#### REQUIRED WORK:
Reproduce nothing but the lines from the one with "Keypoint placement: for each instance of the red" down to the last line of the data below.

#### DATA PROVIDED:
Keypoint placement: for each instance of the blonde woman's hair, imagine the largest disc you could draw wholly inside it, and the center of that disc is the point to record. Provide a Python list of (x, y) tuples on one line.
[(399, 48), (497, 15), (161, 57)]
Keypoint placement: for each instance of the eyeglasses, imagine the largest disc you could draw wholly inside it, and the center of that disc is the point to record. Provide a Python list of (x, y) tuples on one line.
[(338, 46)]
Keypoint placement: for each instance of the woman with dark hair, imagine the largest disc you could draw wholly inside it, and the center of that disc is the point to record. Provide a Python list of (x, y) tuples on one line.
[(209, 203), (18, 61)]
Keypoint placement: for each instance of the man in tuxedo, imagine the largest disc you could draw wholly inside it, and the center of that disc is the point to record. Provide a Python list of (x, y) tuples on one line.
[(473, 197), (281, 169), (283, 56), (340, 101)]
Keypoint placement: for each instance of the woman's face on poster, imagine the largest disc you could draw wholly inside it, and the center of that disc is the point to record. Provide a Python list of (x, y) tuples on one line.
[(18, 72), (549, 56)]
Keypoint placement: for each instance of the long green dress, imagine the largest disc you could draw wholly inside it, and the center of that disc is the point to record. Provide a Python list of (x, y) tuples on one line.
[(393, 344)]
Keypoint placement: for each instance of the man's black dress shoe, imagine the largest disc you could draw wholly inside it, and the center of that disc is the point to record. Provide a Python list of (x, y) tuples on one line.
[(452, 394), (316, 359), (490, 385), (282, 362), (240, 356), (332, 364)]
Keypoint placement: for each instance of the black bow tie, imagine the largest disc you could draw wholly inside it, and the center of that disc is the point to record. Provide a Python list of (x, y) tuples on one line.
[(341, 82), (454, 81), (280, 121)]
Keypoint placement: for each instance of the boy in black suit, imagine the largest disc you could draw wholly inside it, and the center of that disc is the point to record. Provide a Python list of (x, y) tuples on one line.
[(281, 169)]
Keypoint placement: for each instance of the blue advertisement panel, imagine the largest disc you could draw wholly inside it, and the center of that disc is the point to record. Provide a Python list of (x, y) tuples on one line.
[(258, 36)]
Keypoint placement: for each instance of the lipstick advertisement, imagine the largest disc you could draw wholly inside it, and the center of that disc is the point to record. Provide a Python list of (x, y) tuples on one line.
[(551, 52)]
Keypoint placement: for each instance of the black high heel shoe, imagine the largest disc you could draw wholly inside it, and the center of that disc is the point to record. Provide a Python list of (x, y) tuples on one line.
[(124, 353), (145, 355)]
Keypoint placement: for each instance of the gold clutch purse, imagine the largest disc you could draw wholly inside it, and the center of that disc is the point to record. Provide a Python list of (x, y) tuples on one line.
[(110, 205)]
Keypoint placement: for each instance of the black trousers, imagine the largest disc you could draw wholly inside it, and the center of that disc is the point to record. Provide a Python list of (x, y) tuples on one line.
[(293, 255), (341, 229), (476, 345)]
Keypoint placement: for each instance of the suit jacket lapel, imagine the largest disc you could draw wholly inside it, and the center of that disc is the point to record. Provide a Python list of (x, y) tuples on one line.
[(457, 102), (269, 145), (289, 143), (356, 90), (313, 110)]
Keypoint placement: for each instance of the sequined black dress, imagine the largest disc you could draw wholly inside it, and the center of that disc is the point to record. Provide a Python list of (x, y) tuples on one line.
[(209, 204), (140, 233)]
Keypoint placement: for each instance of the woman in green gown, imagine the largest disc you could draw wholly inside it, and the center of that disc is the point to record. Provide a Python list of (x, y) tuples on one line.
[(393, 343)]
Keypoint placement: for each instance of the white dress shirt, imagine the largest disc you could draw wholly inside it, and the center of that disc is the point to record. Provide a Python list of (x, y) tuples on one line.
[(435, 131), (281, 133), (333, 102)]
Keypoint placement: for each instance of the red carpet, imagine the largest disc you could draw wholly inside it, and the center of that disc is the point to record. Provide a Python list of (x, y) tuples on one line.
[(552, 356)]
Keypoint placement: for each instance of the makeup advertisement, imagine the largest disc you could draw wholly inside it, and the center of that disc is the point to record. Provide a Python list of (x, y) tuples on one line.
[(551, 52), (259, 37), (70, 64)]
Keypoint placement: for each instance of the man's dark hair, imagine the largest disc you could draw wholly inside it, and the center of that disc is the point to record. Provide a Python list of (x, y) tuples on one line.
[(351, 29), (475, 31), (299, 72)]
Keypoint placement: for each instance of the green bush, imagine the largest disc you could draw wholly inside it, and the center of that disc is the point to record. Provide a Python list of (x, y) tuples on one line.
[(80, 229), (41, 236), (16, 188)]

#### SOLUTION TO THE EXERCISE:
Keypoint placement: for each instance of the red carpet, imagine the largest disc you could draw wholly inside it, and the center of that disc is the point to record. Provide a Python list of (x, y) tuples on one line.
[(552, 356)]
Keypoint placement: for each instance of the makeup advertisement, imagine the largest disc you could draw wholly inside it, and the center of that disc is the point to record. Provide a Python list of (x, y) tuples on one line.
[(551, 52), (259, 37), (70, 64)]
Keypoint placement: for each instance of the man's dark hair, imagine the largest disc you could draw wholly inside it, and the center of that disc is the point to record. Provide a Python list of (x, y) tuples on one line.
[(351, 29), (475, 31), (299, 72)]
Keypoint placement: for each instance of the green bush, imagine the largest disc you could draw wholly inside it, and the center of that disc is the point to record. Provide a Python list of (x, y) tuples on one line.
[(80, 229), (41, 236), (16, 188)]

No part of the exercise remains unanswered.